→ **Given passage**
What the flux is up with you today?

The River at Night

"A Moonlit Scene with a Winding River" by Samuel Palmer. Watercolor, circa 1827

“A Moonlit Scene with a Winding River” by Samuel Palmer. Watercolor, circa 1827

The river is running high tonight, in such a swirling rush that I can hear it from the deck.  When it gets this swollen, after many days of rain, it can jump the bank and come all the way up to my fence.  It’s no worry to me, way up on this hill, but when the water comes all the way to the fence, it blocks the path of the coyotes who sneak through our backyards.  It blocks the urban deer, too, but they don’t complain.  On a few nights like this, I’ve heard the urgent, confused yipping of the coyotes and it shudders my skin.  A wild thing that had been invisible and hard to imagine so close to my home–and suddenly, it’s right here and it’s always been here.  That’s the kind of thing I think about when the river runs high.  The quiet things that reveal themselves, shaken loose by the ominous roar and rush of the river.

I don’t know if you’ve heard about Tripp Halstead but his mother is on my mind tonight.  Tripp was hit by a falling tree branch back in October and he’s been fighting his way back to life since then.  He’s two.  Like Carlos, who’s asleep in his bed with Boop right now.  Tonight, his mother, Stacy Halstead, posted about how she can’t turn on the news because all they talk about is the rain and the trees that are falling from loosened roots.   She’s been without the internet to distract her while she listens to her only child moan in pain.  She mentioned the claustrophobia of passing the day in an 8 x 8 darkened room–and BAM, I was back there, in the end of February 2005.

I spent a lot of days sitting in a darkened room.  Richard was suffering incapacitating headaches and any amount of light drove him out of his mind.  I honestly can’t remember what was causing them (apart from the cancer); it embarrasses me to admit that I don’t remember that detail, like I wasn’t really doing my best, like I have let down my guard and forgotten something, even something terrible.  But it’s OK to forget some things.

→ **Work item**
Please translate this sentence from the river-at-night passage into Spanish: "It blocks the urban deer, too, but they don’t complain."

→ **Data for review**
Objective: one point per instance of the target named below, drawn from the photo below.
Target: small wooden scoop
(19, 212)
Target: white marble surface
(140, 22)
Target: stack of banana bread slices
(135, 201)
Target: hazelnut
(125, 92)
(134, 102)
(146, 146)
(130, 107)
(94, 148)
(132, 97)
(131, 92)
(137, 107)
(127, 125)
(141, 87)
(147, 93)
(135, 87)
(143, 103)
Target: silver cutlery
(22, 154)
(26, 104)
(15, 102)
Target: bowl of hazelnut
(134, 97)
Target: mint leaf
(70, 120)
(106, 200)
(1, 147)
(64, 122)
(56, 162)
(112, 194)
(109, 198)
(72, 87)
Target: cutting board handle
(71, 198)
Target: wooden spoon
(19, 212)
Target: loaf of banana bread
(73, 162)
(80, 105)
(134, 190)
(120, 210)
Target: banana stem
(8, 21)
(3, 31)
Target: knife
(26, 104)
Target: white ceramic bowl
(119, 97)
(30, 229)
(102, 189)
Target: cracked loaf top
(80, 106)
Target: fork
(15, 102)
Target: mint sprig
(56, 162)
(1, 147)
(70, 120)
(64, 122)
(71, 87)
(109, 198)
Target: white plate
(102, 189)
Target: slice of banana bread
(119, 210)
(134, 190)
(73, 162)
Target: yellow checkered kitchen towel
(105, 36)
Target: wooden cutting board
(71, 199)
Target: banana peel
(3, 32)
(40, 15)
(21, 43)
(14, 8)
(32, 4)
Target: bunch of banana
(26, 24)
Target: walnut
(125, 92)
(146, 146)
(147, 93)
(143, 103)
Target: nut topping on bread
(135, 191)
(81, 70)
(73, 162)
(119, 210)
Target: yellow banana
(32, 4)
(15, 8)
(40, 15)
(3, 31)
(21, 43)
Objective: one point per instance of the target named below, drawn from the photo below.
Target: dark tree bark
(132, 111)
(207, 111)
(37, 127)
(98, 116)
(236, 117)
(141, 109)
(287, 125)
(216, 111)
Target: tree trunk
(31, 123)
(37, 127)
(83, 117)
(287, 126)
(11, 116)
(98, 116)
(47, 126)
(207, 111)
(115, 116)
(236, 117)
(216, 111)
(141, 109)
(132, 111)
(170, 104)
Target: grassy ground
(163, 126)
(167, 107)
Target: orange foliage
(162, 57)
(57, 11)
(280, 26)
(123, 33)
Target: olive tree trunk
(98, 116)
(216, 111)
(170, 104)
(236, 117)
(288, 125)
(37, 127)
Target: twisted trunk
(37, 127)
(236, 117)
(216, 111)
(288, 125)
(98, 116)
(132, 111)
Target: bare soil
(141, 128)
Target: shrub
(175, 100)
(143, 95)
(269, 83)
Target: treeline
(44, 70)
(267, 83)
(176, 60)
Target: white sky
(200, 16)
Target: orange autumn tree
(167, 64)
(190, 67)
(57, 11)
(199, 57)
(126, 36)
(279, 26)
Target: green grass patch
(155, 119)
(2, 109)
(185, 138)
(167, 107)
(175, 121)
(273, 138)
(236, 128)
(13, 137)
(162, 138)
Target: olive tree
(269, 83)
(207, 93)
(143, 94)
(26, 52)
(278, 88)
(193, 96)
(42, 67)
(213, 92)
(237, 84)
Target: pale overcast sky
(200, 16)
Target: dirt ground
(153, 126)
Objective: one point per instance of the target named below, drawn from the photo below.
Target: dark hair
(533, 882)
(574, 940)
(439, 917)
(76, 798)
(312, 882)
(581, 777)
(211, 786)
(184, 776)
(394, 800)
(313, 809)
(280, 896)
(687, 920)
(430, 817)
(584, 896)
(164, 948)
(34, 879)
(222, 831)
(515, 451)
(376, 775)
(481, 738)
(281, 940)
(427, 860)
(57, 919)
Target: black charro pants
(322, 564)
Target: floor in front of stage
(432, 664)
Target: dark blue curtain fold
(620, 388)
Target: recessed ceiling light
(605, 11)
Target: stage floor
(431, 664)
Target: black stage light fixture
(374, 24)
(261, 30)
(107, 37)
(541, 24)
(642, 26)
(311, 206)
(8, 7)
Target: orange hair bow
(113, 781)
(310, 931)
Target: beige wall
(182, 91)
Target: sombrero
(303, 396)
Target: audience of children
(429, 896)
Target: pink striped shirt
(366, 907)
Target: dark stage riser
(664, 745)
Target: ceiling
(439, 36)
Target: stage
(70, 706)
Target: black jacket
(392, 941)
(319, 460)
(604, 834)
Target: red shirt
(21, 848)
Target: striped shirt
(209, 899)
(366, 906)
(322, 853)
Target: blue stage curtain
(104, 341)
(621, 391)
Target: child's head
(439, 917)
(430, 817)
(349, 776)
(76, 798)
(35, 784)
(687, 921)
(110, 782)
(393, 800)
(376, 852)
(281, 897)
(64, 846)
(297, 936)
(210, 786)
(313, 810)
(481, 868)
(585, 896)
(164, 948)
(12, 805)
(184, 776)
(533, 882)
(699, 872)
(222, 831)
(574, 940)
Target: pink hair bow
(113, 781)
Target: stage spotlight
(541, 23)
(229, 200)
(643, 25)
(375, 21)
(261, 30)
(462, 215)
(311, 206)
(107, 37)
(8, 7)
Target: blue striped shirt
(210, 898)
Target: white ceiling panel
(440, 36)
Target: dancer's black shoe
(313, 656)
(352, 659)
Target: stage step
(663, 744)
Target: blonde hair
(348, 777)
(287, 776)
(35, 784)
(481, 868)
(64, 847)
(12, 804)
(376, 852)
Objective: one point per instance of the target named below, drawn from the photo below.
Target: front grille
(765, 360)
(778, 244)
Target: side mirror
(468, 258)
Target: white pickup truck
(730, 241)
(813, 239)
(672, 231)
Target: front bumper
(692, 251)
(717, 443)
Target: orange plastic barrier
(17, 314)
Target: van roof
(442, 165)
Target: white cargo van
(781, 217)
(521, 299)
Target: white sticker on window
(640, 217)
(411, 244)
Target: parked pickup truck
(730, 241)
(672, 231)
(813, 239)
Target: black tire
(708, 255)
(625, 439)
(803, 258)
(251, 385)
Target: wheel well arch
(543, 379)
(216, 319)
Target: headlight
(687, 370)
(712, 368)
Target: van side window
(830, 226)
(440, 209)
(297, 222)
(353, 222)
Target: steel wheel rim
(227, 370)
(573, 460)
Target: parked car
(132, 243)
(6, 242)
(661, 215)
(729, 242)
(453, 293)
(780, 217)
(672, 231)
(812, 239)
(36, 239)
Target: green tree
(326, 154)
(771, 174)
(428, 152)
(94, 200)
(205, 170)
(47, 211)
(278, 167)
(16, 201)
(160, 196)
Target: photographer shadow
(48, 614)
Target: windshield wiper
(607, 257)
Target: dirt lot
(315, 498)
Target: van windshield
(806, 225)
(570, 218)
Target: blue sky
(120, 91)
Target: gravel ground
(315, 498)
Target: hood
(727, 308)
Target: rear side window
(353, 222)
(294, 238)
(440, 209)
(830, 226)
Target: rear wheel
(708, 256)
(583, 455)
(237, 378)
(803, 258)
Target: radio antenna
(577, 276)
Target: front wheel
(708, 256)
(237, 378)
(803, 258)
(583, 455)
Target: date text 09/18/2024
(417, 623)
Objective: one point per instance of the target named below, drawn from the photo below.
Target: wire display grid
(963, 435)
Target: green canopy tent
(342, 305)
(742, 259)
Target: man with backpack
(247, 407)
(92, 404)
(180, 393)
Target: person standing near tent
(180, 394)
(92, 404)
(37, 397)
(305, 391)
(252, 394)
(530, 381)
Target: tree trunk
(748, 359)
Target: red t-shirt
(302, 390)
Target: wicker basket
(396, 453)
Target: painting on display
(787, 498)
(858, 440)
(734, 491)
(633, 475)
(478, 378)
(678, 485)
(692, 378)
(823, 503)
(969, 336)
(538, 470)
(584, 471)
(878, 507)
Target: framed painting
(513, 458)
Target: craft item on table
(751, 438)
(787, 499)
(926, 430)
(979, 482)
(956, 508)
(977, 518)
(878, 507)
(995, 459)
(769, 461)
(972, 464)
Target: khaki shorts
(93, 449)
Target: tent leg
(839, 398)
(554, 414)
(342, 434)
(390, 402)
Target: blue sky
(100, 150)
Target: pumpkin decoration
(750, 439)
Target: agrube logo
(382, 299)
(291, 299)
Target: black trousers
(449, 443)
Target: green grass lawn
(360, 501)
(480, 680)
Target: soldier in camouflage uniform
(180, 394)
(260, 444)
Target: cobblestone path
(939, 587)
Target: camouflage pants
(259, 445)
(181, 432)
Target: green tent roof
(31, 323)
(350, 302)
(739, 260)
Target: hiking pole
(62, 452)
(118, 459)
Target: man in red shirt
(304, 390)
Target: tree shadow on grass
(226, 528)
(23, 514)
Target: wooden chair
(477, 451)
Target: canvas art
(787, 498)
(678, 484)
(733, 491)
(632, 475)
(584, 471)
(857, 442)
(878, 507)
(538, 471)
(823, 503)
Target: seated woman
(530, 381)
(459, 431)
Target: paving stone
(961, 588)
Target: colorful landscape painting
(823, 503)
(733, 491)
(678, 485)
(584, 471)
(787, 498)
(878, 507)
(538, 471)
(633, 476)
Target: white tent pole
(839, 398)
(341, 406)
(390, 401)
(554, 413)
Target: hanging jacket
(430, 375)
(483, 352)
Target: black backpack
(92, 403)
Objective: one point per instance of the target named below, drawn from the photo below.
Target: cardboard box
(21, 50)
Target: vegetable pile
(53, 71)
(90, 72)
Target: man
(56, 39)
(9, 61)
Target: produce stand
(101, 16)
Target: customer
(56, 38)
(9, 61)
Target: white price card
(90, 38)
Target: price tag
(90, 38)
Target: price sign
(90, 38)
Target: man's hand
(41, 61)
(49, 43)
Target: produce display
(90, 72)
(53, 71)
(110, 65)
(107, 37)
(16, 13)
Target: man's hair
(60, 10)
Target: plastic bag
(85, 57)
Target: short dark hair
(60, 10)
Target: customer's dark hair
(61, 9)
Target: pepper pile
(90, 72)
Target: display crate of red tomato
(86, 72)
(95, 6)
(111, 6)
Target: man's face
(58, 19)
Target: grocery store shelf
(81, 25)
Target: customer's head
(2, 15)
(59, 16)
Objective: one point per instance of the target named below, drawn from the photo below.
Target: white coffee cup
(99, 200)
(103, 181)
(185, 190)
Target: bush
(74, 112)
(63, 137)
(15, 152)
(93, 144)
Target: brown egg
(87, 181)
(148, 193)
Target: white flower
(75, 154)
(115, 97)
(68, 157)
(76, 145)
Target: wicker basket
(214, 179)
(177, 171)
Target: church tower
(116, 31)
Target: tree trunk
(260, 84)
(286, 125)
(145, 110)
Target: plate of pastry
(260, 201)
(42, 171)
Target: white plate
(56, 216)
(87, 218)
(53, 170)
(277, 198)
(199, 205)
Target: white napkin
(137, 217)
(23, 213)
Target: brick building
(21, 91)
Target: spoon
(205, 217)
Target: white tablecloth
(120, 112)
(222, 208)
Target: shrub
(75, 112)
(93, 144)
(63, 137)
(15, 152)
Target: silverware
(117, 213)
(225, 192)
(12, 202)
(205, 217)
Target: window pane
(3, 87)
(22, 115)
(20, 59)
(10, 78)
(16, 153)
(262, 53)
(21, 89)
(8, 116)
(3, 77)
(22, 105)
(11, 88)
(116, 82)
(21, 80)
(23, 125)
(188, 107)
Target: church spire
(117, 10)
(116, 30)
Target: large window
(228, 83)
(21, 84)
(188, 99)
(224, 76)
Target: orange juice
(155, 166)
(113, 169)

→ **Solved problem**
También les cierra el paso a los ciervos urbanos, pero ellos no se quejan.